Zu prüfender Text:

- - - -

Sanfte Selbstkritik üben die Bischöfe Österreichs in ihrem Hirtenwort zu Pfingsten: Manche hätten den Eindruck gehabt, „dass wir vorrangig mit unseren eigenen Angelegenheiten beschäftigt gewesen wären“. Und sie bitten „um Entschuldigung, wo dies der Fall war und dadurch die konkreten Anliegen der Menschen zu kurz gekommen sind“.
Wie ein Vollzugsorgan staatlicher Behörden
Tatsächlich wurden viele Christgläubige nicht satt von Livestream-Messen, Telefonseelsorge, Caritas und digitaler Kirche, weil sie zwei Monate lang nach der Eucharistie hungerten, nach gemeinschaftlicher Feier dürsteten. Und viele haben es satt, die Kirche als eine Behörde zu erleben, die weiter eifrig Kirchensteuer einzieht, sich aber seelsorglich und sakramental von den Menschen zurückzieht.

- - - -

Bereitgestelltes Material:
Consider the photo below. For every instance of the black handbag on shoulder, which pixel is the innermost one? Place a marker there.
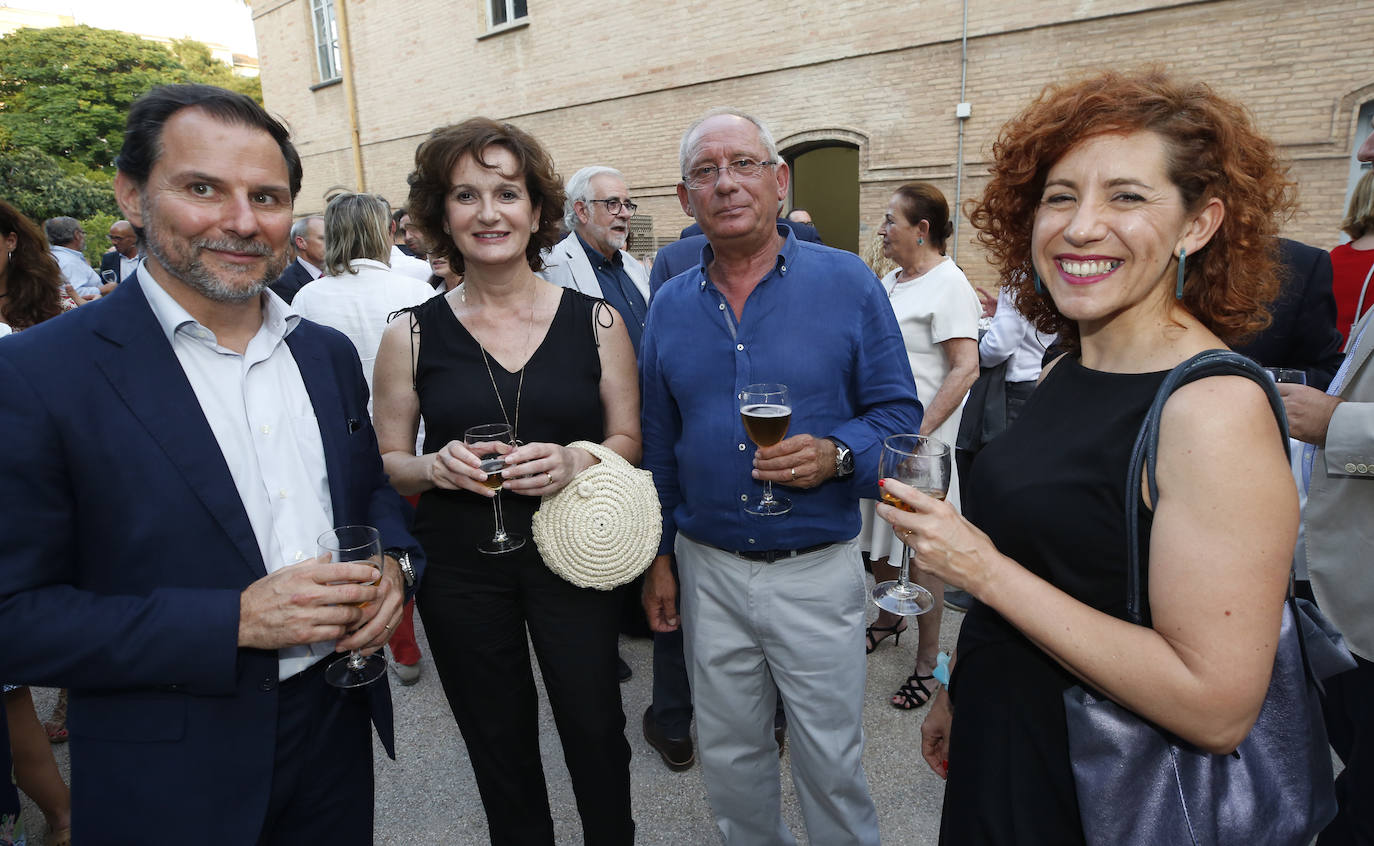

- - - -

Aufgabenstellung:
Wie lange hungerten viele Christgläubige laut dem Text über das Pfingst-Hirtenwort nach der Eucharistie?

Ergebnis:
Zwei Monate lang.